**SUPPLIED ENTRIES**
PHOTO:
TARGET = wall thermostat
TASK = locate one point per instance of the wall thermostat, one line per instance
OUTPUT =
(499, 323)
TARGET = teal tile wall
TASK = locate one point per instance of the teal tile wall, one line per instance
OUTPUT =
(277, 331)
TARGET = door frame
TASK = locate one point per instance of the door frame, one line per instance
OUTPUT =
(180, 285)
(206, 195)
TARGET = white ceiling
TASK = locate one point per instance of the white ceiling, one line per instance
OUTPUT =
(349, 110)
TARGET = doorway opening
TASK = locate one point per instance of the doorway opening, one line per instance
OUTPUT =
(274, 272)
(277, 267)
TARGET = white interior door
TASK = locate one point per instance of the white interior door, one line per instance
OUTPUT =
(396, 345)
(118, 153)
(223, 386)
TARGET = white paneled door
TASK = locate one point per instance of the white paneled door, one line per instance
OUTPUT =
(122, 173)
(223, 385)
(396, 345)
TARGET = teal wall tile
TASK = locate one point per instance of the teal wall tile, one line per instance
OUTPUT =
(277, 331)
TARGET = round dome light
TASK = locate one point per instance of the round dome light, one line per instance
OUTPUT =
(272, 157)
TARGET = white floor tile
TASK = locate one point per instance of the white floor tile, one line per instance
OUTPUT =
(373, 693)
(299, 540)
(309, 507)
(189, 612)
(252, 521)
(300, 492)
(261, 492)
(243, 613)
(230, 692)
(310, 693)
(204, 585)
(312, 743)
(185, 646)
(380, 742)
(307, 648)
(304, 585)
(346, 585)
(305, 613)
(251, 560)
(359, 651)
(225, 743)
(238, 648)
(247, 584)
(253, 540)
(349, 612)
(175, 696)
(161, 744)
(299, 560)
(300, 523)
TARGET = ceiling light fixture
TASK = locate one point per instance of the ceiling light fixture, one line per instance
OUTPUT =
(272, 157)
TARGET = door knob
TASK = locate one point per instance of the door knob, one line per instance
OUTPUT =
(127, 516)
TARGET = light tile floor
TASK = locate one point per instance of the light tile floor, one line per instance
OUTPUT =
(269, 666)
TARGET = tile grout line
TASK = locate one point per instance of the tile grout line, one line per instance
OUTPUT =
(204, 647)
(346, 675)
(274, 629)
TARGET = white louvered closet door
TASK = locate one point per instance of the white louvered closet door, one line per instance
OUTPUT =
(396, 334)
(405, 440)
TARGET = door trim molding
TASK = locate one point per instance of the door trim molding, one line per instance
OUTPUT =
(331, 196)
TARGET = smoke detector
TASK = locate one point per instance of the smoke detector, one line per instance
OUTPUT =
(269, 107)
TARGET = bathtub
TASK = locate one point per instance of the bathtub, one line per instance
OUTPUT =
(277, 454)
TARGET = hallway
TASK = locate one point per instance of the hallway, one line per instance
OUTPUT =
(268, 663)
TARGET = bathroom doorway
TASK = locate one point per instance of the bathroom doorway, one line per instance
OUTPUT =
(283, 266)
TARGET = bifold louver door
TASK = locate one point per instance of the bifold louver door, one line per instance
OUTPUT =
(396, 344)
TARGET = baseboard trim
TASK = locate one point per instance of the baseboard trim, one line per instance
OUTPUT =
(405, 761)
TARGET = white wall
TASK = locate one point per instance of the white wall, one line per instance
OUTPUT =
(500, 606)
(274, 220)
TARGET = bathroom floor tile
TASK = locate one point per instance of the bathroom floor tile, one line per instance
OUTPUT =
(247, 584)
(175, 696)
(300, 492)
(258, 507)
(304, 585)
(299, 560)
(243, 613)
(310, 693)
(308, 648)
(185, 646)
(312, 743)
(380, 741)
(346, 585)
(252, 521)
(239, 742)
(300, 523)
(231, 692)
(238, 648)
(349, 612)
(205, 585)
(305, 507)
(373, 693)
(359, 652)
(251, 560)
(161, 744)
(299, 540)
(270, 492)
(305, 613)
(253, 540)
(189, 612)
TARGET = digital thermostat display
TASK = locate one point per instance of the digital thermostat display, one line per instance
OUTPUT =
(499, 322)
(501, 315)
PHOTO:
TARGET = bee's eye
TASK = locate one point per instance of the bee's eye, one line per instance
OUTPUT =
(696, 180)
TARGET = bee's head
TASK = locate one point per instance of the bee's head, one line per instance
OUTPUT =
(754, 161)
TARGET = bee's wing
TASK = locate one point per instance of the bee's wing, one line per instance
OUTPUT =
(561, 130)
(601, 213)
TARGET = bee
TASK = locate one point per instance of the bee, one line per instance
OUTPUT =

**STATED PROBLEM**
Convert all of the data above into a JSON array of strings, one string per line, skipping any blank lines.

**CORRECT RESULT**
[
  "PHOTO:",
  "TARGET = wall thermostat",
  "TASK = locate one point per instance of the wall thermostat, one line per instance",
  "OUTPUT =",
  "(499, 323)",
  "TARGET = teal tile wall",
  "TASK = locate one point per instance of the teal tile wall, one line per instance",
  "OUTPUT =",
  "(277, 331)",
  "TARGET = door frame",
  "TASK = locate one point per instance of the door frame, one line per instance",
  "OUTPUT =",
  "(180, 285)",
  "(206, 195)",
  "TARGET = white ceiling",
  "TASK = locate one point per instance of the white ceiling, one line per instance",
  "OUTPUT =",
  "(349, 110)",
  "TARGET = doorway opening",
  "TASK = locate one point per instance of the doorway opening, one line per instance",
  "OUTPUT =",
  "(274, 272)",
  "(277, 267)",
  "TARGET = white interior door",
  "TASK = locate one point per instance of the white interior door, one line per instance",
  "OUTPUT =",
  "(396, 345)",
  "(118, 153)",
  "(223, 386)",
  "TARGET = white paneled door",
  "TASK = locate one point per instance of the white paneled door, one line per instance",
  "OUTPUT =",
  "(122, 173)",
  "(223, 385)",
  "(396, 345)",
  "TARGET = teal wall tile",
  "TASK = locate one point per instance of the teal wall tile, one line per instance",
  "OUTPUT =",
  "(277, 331)",
  "TARGET = round dome light",
  "TASK = locate one point per instance of the round dome light, one line per instance",
  "OUTPUT =",
  "(272, 157)",
  "TARGET = white floor tile",
  "TASK = locate one point per instance of the white floor tile, one line per instance",
  "OUTPUT =",
  "(373, 693)",
  "(299, 540)",
  "(309, 507)",
  "(189, 612)",
  "(252, 521)",
  "(300, 492)",
  "(261, 492)",
  "(243, 613)",
  "(230, 692)",
  "(310, 693)",
  "(204, 585)",
  "(312, 743)",
  "(185, 646)",
  "(380, 742)",
  "(307, 648)",
  "(304, 585)",
  "(346, 585)",
  "(305, 613)",
  "(251, 560)",
  "(359, 651)",
  "(225, 743)",
  "(238, 648)",
  "(247, 584)",
  "(253, 540)",
  "(349, 612)",
  "(175, 696)",
  "(161, 744)",
  "(299, 560)",
  "(300, 523)",
  "TARGET = ceiling light fixture",
  "TASK = locate one point per instance of the ceiling light fixture, one line per instance",
  "OUTPUT =",
  "(272, 157)",
  "TARGET = door knob",
  "TASK = locate one point per instance of the door knob, one line per instance",
  "OUTPUT =",
  "(127, 516)",
  "TARGET = light tile floor",
  "TASK = locate one point per instance of the light tile floor, one line per instance",
  "OUTPUT =",
  "(269, 666)",
  "TARGET = tile grout line",
  "TASK = locate one point per instance of the tile grout line, one line per instance",
  "OUTPUT =",
  "(204, 647)",
  "(346, 675)",
  "(274, 629)",
  "TARGET = white louvered closet door",
  "TASK = locate one point per instance of the white louvered closet door, one line per instance",
  "OUTPUT =",
  "(396, 334)",
  "(405, 440)",
  "TARGET = door trim molding",
  "TASK = locate one point per instance of the door trim molding, one line per instance",
  "OUTPUT =",
  "(331, 196)",
  "TARGET = smoke detector",
  "TASK = locate one point per instance of the smoke detector, one line per instance",
  "OUTPUT =",
  "(269, 107)",
  "TARGET = bathtub",
  "TASK = locate one point per instance of the bathtub, one line per instance",
  "OUTPUT =",
  "(277, 454)",
  "TARGET = hallway",
  "TASK = locate one point per instance of the hallway, one line per instance",
  "OUTPUT =",
  "(268, 663)",
  "TARGET = bathroom doorway",
  "TASK = locate one point per instance of the bathroom doorway, one line per instance",
  "OUTPUT =",
  "(283, 266)",
  "TARGET = bifold louver door",
  "TASK = locate one point per instance of the bifold louver door, one line per instance",
  "OUTPUT =",
  "(396, 344)",
  "TARGET = baseboard trim",
  "TASK = locate one point per instance of the baseboard trim, one line per instance",
  "OUTPUT =",
  "(405, 761)",
  "TARGET = white wall",
  "TASK = locate one point per instance of the white wall, one line per instance",
  "OUTPUT =",
  "(500, 606)",
  "(274, 220)",
  "TARGET = bathroom floor tile",
  "TASK = locate one point per instance of the bathroom floor tile, one line per instance",
  "OUTPUT =",
  "(247, 584)",
  "(175, 696)",
  "(300, 492)",
  "(258, 507)",
  "(304, 585)",
  "(299, 560)",
  "(243, 613)",
  "(310, 693)",
  "(308, 648)",
  "(185, 646)",
  "(312, 743)",
  "(380, 741)",
  "(346, 585)",
  "(252, 521)",
  "(239, 742)",
  "(300, 523)",
  "(231, 692)",
  "(238, 648)",
  "(349, 612)",
  "(205, 585)",
  "(305, 507)",
  "(373, 693)",
  "(359, 652)",
  "(251, 560)",
  "(161, 744)",
  "(299, 540)",
  "(270, 492)",
  "(305, 613)",
  "(253, 540)",
  "(189, 612)",
  "TARGET = digital thermostat display",
  "TASK = locate one point per instance of the digital thermostat display, one line per instance",
  "OUTPUT =",
  "(499, 322)",
  "(501, 315)",
  "PHOTO:",
  "TARGET = bee's eye",
  "TASK = locate one point per instance of the bee's eye, one line per instance",
  "OUTPUT =",
  "(696, 180)",
  "TARGET = bee's head",
  "TASK = locate one point per instance of the bee's head, one line per instance",
  "OUTPUT =",
  "(754, 161)",
  "TARGET = bee's wing",
  "TASK = locate one point per instance of the bee's wing, one line per instance",
  "OUTPUT =",
  "(561, 130)",
  "(601, 213)",
  "TARGET = bee",
  "TASK = locate one point per instance of the bee, one line per instance",
  "OUTPUT ="
]